Document extract:
##########

When people boast about buying a good horse (their opinion not necessarily mine!) for £1000 you can't help but think what about the poor devil who went to the trouble of breeding it for them.
What we are trying to produce are horses who will always keep their value because they are what people want. Sane, nice looking sound and talented horses will always command a good price and keep their value. Hence me getting fired up over the article as it really doesn't make that clear enough.


----------



## FMM (20 August 2011)

henryhorn said:



			When people boast about buying a good horse (their opinion not necessarily mine!) for £1000 ...
		
Click to expand...

Nail on the head HH!!! 
Sure - you can occasionally pick up a true bargain (usually because of some sort of personality disorder!) but a good horse will make good money. Not everyone is as fussy about looks and conformation as some of us


----------



## Kaylum (20 August 2011)

Tobehonest HH I couldnt careless if the horse I was so call "boasting about" buying for £1000 was your taste or not, it was perfect for what I needed thanks. LOL!  Not everyone buys and sells for profit in fact the horse in question was again a livery that could not afford to keep the horse anymore as the clyde I bought was.  Both bomb proof fantastic family horses.  Its just the nature of the financial beast at the mo.

##########

Provided records:
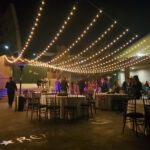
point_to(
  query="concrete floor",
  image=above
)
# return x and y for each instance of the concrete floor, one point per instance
(103, 132)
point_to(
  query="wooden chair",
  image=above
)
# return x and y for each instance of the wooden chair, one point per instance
(70, 109)
(146, 102)
(131, 115)
(52, 106)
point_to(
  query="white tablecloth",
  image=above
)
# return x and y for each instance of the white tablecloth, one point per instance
(62, 100)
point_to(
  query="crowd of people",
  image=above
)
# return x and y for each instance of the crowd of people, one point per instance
(131, 86)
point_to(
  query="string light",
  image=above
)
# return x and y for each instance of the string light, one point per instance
(60, 31)
(112, 53)
(91, 44)
(85, 31)
(30, 36)
(101, 50)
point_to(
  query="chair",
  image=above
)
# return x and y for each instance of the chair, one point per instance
(52, 106)
(70, 109)
(146, 102)
(36, 106)
(131, 115)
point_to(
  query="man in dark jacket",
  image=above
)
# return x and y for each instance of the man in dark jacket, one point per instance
(64, 85)
(11, 88)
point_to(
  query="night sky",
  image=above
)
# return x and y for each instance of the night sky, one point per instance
(132, 14)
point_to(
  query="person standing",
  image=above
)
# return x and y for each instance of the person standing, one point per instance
(64, 85)
(81, 84)
(57, 86)
(11, 88)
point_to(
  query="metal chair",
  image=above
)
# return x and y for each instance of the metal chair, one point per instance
(131, 115)
(52, 106)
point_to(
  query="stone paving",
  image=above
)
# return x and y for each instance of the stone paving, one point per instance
(103, 132)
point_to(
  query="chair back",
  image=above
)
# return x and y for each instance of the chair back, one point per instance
(129, 105)
(36, 96)
(146, 102)
(51, 99)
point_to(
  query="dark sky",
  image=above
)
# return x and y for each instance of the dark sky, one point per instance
(134, 14)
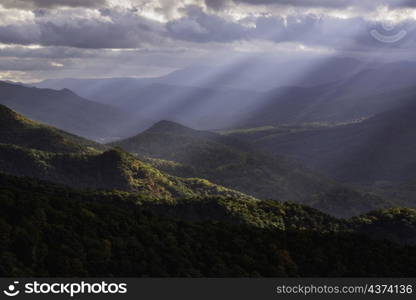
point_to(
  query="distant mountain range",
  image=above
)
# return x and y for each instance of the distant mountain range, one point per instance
(333, 90)
(186, 152)
(378, 149)
(67, 111)
(80, 208)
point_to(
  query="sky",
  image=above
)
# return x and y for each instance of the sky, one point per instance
(42, 39)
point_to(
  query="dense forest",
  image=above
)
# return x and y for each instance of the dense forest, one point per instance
(50, 230)
(176, 202)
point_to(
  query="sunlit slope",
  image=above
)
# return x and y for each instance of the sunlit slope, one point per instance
(182, 151)
(18, 130)
(72, 233)
(380, 148)
(110, 170)
(63, 109)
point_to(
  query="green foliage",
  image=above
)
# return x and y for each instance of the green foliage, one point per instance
(185, 152)
(17, 130)
(48, 230)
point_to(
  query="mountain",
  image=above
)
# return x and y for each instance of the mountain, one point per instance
(110, 170)
(253, 74)
(256, 92)
(18, 130)
(150, 102)
(31, 149)
(65, 110)
(186, 152)
(377, 149)
(68, 233)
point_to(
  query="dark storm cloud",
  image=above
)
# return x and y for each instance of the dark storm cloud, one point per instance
(124, 30)
(310, 30)
(218, 4)
(199, 27)
(27, 4)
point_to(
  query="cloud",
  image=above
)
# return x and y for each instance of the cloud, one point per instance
(198, 26)
(369, 4)
(101, 29)
(33, 4)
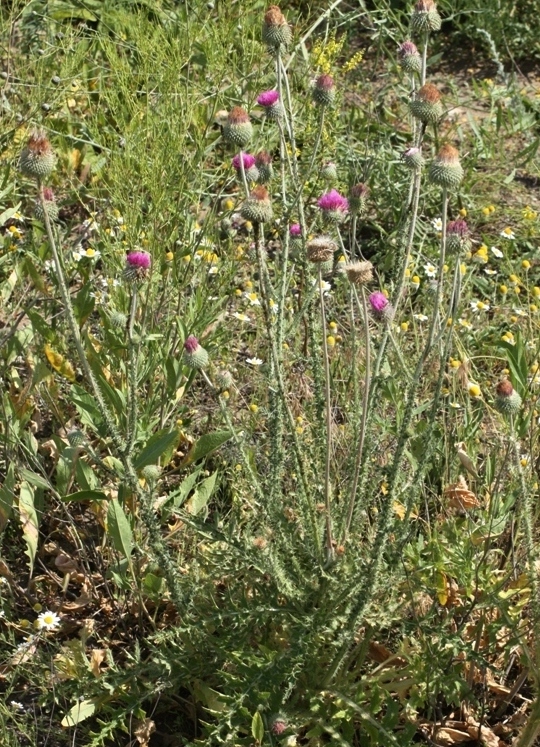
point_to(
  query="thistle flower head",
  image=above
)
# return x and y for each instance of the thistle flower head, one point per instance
(276, 32)
(333, 205)
(243, 158)
(268, 98)
(37, 159)
(137, 266)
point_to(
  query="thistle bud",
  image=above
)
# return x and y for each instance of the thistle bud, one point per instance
(137, 266)
(49, 206)
(195, 356)
(321, 249)
(257, 207)
(324, 91)
(457, 237)
(250, 169)
(381, 307)
(358, 199)
(263, 162)
(413, 159)
(276, 31)
(507, 400)
(445, 170)
(238, 128)
(329, 171)
(425, 17)
(334, 206)
(409, 57)
(271, 103)
(359, 273)
(427, 105)
(37, 159)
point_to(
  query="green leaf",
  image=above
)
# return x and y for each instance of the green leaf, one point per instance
(201, 495)
(257, 727)
(119, 528)
(29, 521)
(156, 446)
(205, 445)
(80, 711)
(85, 495)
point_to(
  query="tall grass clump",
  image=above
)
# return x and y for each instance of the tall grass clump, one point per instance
(251, 487)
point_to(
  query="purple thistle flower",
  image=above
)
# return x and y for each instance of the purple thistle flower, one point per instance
(247, 159)
(268, 98)
(378, 301)
(191, 344)
(139, 260)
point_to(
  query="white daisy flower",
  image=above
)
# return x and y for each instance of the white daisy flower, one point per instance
(48, 620)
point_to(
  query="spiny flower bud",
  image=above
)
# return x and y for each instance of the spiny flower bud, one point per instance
(250, 169)
(507, 400)
(445, 170)
(324, 91)
(329, 171)
(457, 237)
(321, 249)
(409, 57)
(238, 128)
(195, 356)
(263, 161)
(137, 266)
(413, 158)
(425, 17)
(272, 105)
(37, 159)
(359, 273)
(276, 31)
(358, 198)
(381, 307)
(257, 207)
(334, 206)
(427, 105)
(49, 203)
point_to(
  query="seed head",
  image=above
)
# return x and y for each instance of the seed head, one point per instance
(507, 400)
(324, 91)
(321, 249)
(238, 128)
(359, 273)
(257, 207)
(195, 356)
(37, 159)
(276, 32)
(445, 169)
(427, 105)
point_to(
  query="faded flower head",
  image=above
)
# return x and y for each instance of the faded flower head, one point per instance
(37, 159)
(276, 32)
(445, 170)
(359, 273)
(238, 128)
(333, 205)
(195, 356)
(138, 265)
(324, 90)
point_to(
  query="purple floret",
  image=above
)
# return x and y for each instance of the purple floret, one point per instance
(139, 259)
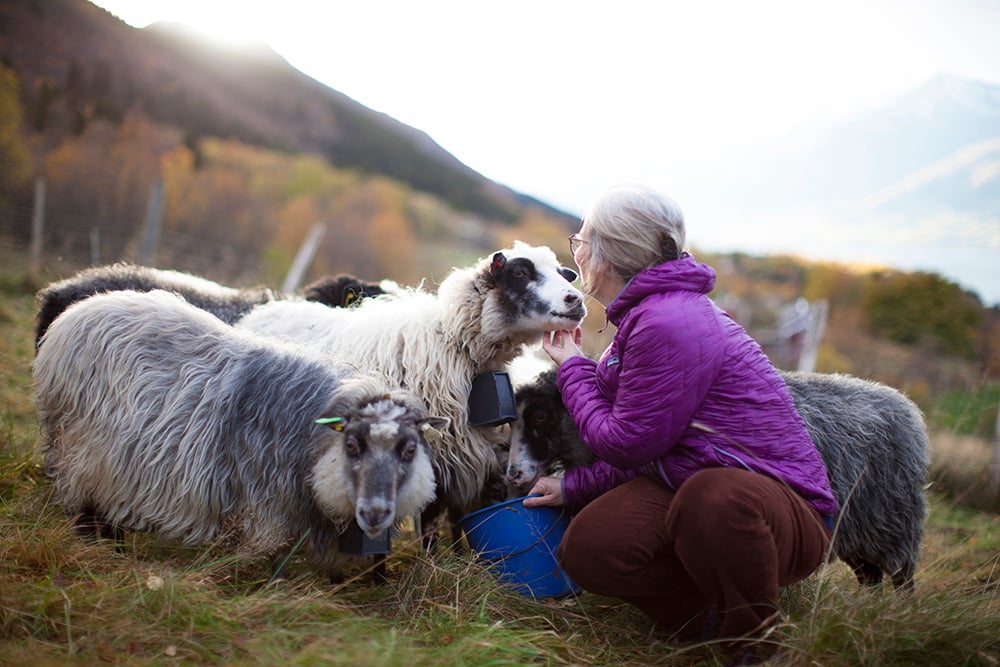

##########

Task instructions:
**1.** Reproduce the forum excerpt on horse prices word for word, from start to finish.
**2.** How many lines of the records contain the string "green"? Reply with the number alone.
The forum excerpt and the records have no connection to each other.

The answers:
**1.**
When people boast about buying a good horse (their opinion not necessarily mine!) for £1000 you can't help but think what about the poor devil who went to the trouble of breeding it for them.
What we are trying to produce are horses who will always keep their value because they are what people want. Sane, nice looking sound and talented horses will always command a good price and keep their value. Hence me getting fired up over the article as it really doesn't make that clear enough.


----------



## FMM (20 August 2011)

henryhorn said:



			When people boast about buying a good horse (their opinion not necessarily mine!) for £1000 ...
		
Click to expand...

Nail on the head HH!!! 
Sure - you can occasionally pick up a true bargain (usually because of some sort of personality disorder!) but a good horse will make good money. Not everyone is as fussy about looks and conformation as some of us


----------



## Kaylum (20 August 2011)

Tobehonest HH I couldnt careless if the horse I was so call "boasting about" buying for £1000 was your taste or not, it was perfect for what I needed thanks. LOL!  Not everyone buys and sells for profit in fact the horse in question was again a livery that could not afford to keep the horse anymore as the clyde I bought was.  Both bomb proof fantastic family horses.  Its just the nature of the financial beast at the mo.

**2.** 4